◆ WHAT TO PRODUCE ◆
Below are entries; tally how many lines hold the string "Locate" and answer with only that figure.

----------------

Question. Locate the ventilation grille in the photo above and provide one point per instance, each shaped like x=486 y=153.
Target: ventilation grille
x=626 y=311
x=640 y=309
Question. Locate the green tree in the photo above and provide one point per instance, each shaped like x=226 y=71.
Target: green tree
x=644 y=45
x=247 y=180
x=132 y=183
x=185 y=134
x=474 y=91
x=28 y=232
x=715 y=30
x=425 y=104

----------------

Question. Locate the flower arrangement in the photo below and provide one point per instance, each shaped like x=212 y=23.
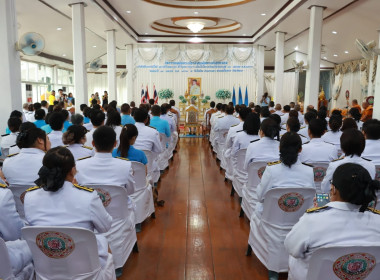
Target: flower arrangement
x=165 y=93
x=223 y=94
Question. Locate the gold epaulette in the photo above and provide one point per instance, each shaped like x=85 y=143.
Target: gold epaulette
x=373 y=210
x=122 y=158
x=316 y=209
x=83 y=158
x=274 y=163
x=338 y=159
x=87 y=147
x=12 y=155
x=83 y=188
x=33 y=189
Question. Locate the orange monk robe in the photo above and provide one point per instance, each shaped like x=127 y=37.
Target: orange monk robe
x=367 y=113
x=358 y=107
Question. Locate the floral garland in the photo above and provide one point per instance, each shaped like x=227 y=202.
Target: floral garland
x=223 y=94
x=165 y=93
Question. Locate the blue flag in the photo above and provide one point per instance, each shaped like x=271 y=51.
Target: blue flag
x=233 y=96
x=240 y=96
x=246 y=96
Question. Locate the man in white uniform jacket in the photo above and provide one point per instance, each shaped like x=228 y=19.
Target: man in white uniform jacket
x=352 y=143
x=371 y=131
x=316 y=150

----------------

◆ ANSWER SECTION ◆
8